— START SUPPLIED RECORDS —

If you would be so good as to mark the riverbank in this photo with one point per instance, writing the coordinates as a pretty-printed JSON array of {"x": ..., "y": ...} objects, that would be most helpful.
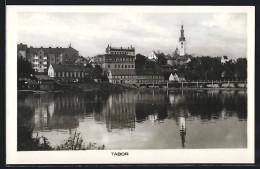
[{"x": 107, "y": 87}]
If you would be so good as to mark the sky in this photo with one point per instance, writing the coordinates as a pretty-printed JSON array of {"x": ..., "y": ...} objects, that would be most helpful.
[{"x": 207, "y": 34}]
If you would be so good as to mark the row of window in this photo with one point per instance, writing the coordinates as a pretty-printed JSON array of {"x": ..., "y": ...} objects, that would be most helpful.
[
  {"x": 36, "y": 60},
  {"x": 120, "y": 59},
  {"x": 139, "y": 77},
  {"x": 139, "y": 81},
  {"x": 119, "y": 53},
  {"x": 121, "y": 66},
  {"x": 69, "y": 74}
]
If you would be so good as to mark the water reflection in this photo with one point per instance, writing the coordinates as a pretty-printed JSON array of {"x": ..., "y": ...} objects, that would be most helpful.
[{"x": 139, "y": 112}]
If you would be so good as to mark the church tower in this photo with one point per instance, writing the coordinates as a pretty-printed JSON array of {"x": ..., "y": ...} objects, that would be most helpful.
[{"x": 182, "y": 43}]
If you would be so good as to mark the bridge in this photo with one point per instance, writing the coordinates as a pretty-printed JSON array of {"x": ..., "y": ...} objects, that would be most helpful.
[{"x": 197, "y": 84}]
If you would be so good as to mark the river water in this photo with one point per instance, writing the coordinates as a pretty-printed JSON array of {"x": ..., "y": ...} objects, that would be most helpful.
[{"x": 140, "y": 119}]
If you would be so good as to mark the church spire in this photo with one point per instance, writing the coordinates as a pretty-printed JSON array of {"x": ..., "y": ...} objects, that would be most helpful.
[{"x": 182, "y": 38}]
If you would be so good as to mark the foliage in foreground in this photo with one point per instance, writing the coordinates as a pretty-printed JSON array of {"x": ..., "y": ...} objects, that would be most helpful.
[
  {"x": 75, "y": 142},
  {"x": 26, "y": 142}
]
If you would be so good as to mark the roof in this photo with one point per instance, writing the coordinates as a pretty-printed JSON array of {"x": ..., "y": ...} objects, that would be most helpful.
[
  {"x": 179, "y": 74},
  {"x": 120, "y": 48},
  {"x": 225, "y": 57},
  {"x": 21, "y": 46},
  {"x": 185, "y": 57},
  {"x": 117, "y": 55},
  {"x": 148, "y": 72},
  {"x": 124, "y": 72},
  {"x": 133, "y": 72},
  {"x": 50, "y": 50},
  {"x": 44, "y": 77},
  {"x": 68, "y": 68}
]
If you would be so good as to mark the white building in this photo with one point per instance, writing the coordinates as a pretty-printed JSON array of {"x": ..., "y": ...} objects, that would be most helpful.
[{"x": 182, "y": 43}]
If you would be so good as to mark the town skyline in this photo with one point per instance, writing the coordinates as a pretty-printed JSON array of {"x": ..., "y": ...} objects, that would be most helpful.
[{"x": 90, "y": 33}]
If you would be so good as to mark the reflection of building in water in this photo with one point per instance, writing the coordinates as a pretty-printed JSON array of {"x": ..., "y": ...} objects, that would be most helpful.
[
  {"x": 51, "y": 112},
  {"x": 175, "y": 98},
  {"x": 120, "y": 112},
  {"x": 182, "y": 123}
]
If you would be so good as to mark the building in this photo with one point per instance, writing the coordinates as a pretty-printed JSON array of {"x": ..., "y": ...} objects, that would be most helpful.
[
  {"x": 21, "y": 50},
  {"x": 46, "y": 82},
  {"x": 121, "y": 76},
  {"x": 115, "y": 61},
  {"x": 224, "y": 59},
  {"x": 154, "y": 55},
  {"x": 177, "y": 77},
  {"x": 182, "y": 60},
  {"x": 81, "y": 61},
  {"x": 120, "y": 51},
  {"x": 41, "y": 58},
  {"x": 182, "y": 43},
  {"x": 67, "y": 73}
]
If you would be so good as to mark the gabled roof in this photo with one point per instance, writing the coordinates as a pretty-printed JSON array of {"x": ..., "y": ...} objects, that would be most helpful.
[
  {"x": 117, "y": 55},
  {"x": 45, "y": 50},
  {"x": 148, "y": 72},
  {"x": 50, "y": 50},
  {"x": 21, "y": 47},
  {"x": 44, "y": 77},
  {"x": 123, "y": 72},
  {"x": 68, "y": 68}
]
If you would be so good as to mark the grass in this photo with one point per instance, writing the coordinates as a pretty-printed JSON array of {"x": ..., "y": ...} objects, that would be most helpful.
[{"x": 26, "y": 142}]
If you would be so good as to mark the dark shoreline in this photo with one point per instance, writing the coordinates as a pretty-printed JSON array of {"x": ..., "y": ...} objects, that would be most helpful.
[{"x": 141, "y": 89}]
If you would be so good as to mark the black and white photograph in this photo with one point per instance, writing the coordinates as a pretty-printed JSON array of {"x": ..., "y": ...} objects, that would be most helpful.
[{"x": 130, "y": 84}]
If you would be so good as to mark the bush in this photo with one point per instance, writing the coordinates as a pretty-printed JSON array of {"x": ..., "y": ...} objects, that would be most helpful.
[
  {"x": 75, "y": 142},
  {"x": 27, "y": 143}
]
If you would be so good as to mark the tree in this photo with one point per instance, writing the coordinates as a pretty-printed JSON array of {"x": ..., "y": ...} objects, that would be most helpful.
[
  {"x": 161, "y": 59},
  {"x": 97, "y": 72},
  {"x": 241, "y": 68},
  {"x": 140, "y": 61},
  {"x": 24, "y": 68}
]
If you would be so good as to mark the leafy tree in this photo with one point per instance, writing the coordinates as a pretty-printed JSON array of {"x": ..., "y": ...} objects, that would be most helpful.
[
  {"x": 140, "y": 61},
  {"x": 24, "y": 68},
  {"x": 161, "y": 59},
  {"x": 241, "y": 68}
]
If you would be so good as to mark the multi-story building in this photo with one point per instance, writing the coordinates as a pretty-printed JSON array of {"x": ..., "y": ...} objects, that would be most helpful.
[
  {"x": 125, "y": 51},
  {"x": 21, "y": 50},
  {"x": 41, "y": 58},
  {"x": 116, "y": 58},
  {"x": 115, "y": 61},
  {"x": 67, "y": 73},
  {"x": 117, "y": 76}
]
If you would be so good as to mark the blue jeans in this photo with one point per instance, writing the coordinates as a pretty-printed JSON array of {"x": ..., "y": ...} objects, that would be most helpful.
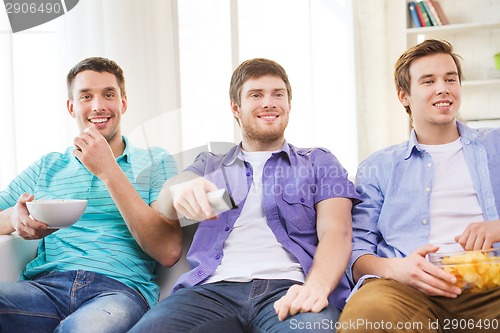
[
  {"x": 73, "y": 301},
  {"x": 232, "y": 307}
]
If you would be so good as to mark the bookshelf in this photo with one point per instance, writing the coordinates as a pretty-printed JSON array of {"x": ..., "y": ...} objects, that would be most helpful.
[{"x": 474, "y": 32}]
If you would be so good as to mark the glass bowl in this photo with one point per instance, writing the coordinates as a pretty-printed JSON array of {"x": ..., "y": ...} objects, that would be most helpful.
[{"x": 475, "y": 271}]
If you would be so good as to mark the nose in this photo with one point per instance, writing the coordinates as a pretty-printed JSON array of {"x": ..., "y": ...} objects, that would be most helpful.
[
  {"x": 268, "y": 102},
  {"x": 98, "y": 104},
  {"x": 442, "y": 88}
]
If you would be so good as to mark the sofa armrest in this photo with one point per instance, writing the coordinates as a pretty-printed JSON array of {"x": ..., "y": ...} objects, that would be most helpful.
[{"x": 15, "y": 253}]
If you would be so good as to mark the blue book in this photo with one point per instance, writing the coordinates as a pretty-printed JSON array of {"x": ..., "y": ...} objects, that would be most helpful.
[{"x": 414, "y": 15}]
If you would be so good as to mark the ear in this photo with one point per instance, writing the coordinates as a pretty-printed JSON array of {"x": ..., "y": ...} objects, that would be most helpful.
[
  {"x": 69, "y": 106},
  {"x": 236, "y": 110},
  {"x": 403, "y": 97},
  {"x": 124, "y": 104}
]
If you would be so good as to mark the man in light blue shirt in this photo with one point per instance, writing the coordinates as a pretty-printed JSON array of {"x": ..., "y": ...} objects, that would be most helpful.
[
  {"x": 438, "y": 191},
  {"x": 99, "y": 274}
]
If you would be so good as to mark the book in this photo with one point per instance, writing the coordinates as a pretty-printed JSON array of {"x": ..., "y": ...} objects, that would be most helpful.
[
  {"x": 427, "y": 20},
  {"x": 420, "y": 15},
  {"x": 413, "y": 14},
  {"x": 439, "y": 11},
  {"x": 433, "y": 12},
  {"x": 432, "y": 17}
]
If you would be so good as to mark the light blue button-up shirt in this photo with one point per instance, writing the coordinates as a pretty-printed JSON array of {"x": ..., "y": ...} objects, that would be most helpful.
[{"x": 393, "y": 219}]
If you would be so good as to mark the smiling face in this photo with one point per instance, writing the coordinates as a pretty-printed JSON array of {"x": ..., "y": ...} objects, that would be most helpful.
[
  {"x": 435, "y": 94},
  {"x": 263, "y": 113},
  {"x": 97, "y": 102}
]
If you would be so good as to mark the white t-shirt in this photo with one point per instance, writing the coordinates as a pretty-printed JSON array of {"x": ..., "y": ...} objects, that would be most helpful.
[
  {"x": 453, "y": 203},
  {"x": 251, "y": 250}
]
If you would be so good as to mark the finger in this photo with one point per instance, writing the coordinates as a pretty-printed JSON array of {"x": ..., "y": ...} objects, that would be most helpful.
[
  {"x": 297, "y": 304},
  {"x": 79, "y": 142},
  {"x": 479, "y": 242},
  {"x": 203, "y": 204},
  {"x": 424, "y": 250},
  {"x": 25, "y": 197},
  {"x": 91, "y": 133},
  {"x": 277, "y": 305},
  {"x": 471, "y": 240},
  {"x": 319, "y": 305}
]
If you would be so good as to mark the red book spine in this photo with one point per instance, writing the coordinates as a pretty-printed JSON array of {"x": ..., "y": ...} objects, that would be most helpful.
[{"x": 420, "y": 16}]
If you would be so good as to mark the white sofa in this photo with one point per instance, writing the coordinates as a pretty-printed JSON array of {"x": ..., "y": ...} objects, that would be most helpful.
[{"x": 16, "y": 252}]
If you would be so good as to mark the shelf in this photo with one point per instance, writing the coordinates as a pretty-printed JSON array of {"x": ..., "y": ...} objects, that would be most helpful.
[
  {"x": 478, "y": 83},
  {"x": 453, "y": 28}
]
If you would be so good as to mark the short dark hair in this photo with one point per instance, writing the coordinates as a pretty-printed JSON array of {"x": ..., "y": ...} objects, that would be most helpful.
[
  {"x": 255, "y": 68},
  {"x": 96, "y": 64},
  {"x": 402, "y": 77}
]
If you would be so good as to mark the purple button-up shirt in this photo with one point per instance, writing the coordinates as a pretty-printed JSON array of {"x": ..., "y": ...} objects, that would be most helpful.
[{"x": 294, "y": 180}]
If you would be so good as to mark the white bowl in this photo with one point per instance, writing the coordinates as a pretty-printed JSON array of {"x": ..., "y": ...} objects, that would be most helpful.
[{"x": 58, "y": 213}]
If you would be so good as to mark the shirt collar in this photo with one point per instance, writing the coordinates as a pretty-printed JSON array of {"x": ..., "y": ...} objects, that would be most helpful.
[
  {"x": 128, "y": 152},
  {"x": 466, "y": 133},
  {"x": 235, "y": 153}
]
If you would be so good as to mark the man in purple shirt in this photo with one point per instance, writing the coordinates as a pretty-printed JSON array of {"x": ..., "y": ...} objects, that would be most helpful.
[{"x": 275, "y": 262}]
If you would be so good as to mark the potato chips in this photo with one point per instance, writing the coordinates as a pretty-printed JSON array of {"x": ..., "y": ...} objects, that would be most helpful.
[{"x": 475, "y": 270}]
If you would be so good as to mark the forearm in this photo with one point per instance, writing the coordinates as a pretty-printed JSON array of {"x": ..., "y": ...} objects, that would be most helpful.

— END SUPPLIED RECORDS —

#### EXERCISE PROMPT:
Can you scale the records, giving again only the lines from the one with "If you would be so good as to mark the potato" through the end of the records, requests included, with every coordinate in the answers multiplied by 1.7 and rounded to a whole number (halves up)?

#### ANSWER FOR THIS EXERCISE:
If you would be so good as to mark the potato chips in this photo with one point per instance, writing the coordinates as a pretty-printed JSON array of {"x": ..., "y": ...} objects, that would be most helpful.
[{"x": 808, "y": 459}]
If you would be so good as to mark the forearm in this photo with one point per instance, writing the coordinates as a pretty-printed JSON array of {"x": ..., "y": ...} objects, that would be most helpful.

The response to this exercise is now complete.